→ PASSAGE PROVIDED
——————
POV-Ray : Newsgroups : povray.binaries.images : tricubic grid interpolation : Re: tricubic grid interpolation Server Time
8 Aug 2024 22:10:07 EDT (-0400)
  Re: tricubic grid interpolation  
From: triple r
Date: 28 Apr 2005 01:30:00
Message: <web.4270735aafd089f1bba052d50@news.povray.org>
andrel <a_l### [at] hotmailcom> wrote:
> I am not sure if I understand your question.

     Entirely my fault.  I feel kind of stoopid for asking such a
poorly-phrased question.  Sorry you had to do all that typing.
     I neglected to state that the points fall on a regular cartesian grid
and I'm interpolating inside a voxel.  Regardless of where the points are
defined (center, face, corner) simiple translation can put all points at a
corner, i.e. <0,0,0>, <1,0,0>, <2,0,0>, <3,0,0>, <0,1,0>,etc... (multiplied
by the grid spacing) for sixty-four points.  It forms a local 4x4x4 point
box as pictured, then it's a matter of figuring out the value of some point
inside.  It's for a fluid simulation as outlined in the Visual Simulation
of Smoke paper, so it is important for stability that the values (of
something like temperature or velocity) interpolated at some point in the
domain do not fall outside of the range of the values actually defined in
that domain.  The paper goes into little detail about how they use tricubic
interpolation other than to define a condition for 1-D cubic interpolation
that does not overshoot the data.
——————
→ TASKS
**A)** Edit the part of the entries that opens with the first line and closes with the line containing "[0,189,500,333]" by replacing "beige sack" with "tan sack", and leave all else unchanged.
**B)** Proceed with the newsgroup post on tricubic grid interpolation, writing on from its last sentence.

→ Data records
——————
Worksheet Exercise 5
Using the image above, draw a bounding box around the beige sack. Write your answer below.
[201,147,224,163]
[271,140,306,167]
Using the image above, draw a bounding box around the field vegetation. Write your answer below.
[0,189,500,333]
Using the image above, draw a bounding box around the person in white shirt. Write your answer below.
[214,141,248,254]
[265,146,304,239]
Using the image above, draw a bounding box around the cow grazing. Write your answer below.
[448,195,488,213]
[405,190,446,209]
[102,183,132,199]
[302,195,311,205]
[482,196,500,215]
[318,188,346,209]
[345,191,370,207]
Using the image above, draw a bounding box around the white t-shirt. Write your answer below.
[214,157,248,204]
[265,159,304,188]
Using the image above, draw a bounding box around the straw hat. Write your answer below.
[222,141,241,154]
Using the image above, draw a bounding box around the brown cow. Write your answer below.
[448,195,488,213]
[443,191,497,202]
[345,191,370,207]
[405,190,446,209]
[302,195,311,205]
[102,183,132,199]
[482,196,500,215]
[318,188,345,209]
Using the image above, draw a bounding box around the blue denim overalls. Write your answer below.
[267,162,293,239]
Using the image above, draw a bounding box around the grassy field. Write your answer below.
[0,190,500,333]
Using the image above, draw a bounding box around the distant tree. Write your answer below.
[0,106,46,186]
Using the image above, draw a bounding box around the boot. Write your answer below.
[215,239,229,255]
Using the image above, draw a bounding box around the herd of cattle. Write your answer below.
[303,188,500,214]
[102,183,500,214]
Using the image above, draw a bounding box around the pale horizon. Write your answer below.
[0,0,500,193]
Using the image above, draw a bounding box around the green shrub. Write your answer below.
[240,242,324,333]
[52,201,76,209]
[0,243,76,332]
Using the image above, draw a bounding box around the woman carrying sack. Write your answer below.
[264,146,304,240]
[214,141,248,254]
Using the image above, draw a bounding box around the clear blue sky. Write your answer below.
——————
→ RESULTS IN ORDER
**A)**
Worksheet Exercise 5
Using the image above, draw a bounding box around the tan sack. Write your answer below.
[201,147,224,163]
[271,140,306,167]
Using the image above, draw a bounding box around the field vegetation. Write your answer below.
[0,189,500,333]

**B)**
     Now enters my question whether this is what they had in mind for an
extension to 3-D.  My guess (pictured above) is that you can reduce a 3-D
problem to 16 1-D problems which form a 2-D problem.  That 2-D problem is 4
1-D problems which reduce the answer to a 1-D problem.  If they just
clipped the data to the range in the volume, they wouldn't have gone to the
trouble of defining the 1-D criteria, but I'm not sure my guess is exactly
what they had in mind either.  It seems rather anisotropic to favor one
direction over the rest.  It's also requires a whole lot of function calls.
 This isn't a problem until you do it thousands of times; then you post a
question to a newsgroup asking if there's a better way.  I hope that better
defines the question, although I have to wonder if anyone is still reading
this way down here...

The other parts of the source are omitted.